*Short exercise:*
Locate every row below that contains the word "brick" and copy each of those rows in full.

*Materials provided:*

--- --- ---

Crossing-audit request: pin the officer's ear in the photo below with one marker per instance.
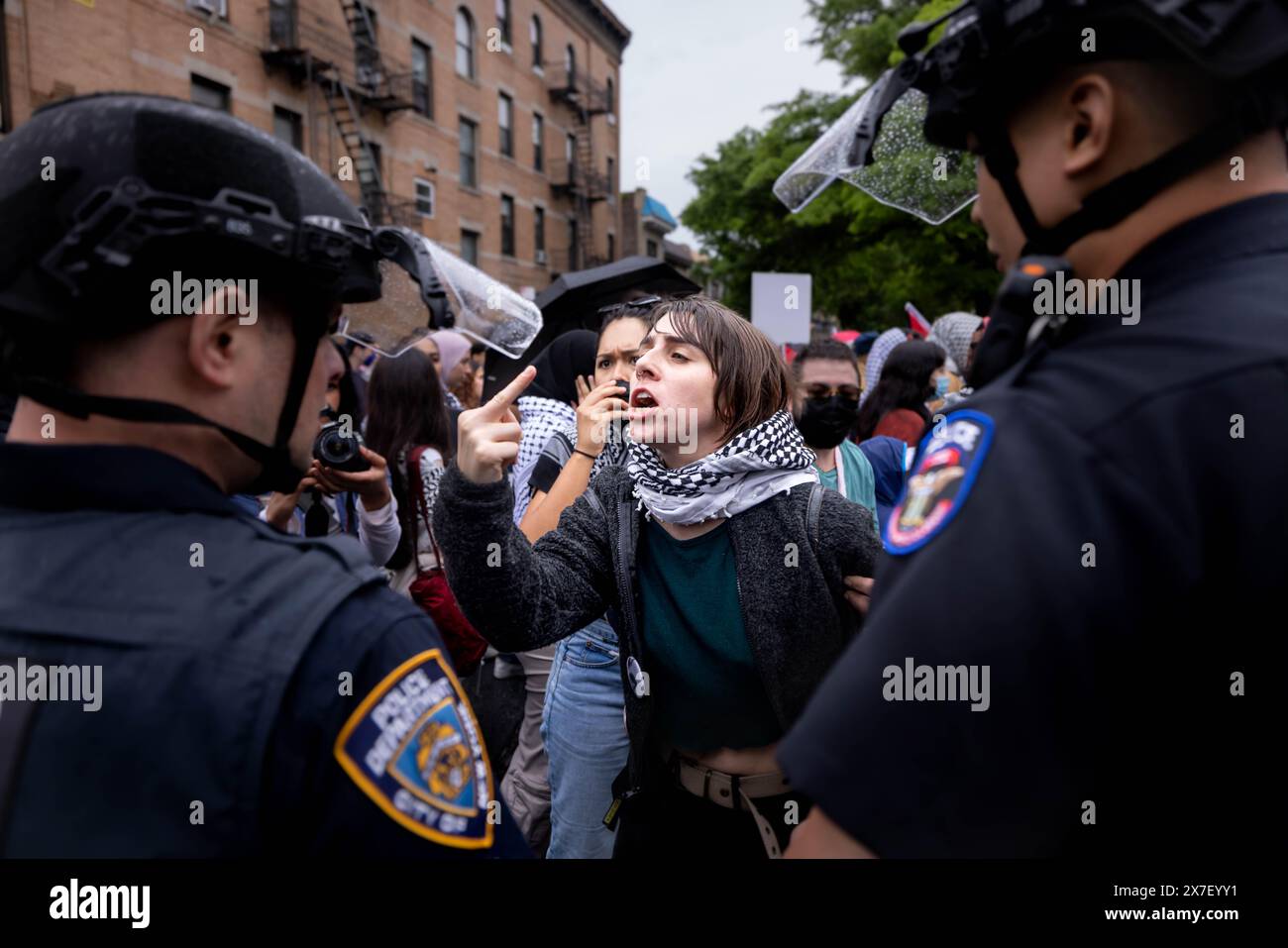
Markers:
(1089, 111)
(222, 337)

--- --- ---

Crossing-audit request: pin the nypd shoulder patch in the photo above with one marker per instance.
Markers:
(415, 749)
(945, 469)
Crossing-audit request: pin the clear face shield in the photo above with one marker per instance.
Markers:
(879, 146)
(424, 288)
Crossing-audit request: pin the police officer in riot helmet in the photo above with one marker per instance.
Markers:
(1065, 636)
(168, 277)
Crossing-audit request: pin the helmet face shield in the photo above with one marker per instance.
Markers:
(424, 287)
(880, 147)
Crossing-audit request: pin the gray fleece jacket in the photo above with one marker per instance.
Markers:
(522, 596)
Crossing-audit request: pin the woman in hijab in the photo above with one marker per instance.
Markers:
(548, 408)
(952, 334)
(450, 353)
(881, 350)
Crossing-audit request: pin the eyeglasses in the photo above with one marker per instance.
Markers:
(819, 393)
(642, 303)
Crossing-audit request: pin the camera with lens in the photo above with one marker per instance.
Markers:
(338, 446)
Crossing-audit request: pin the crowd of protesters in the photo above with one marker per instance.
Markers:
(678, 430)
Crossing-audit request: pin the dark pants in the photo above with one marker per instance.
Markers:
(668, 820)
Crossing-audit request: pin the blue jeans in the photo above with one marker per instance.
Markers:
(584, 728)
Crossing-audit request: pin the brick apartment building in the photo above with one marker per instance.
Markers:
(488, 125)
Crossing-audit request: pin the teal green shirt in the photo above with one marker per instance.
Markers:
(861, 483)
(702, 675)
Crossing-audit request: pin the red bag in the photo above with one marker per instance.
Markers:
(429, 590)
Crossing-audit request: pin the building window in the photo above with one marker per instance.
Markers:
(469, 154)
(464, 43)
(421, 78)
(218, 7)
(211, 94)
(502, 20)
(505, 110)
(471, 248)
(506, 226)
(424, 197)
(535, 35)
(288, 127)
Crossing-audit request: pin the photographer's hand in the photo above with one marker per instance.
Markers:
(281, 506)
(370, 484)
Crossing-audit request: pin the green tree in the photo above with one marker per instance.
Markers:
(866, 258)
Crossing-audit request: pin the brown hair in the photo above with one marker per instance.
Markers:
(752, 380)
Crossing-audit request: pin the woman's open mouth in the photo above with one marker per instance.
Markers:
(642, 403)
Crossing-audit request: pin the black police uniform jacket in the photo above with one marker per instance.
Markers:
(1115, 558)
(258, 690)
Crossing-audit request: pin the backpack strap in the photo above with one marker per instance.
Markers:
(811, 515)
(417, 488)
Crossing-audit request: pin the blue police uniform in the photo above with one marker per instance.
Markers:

--- --- ---

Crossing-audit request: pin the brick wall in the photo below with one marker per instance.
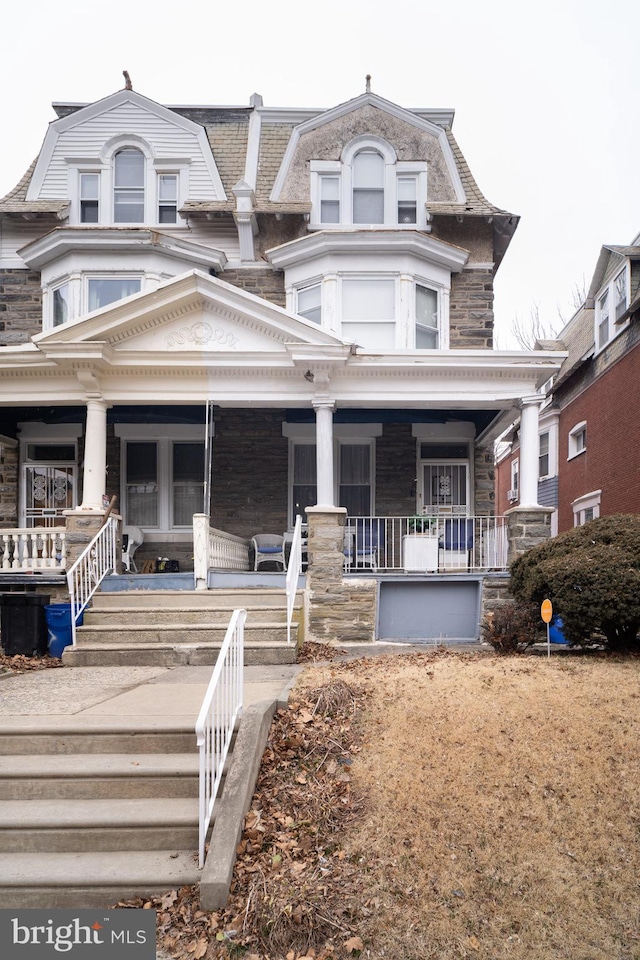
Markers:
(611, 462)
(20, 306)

--- --- ---

*Answer for this exercise:*
Crossing-audit request: pin the brick apartment building in the photo above with one marker per instance.
Crossing-audit request: pin the brick wall in the photo below with one marker per instance.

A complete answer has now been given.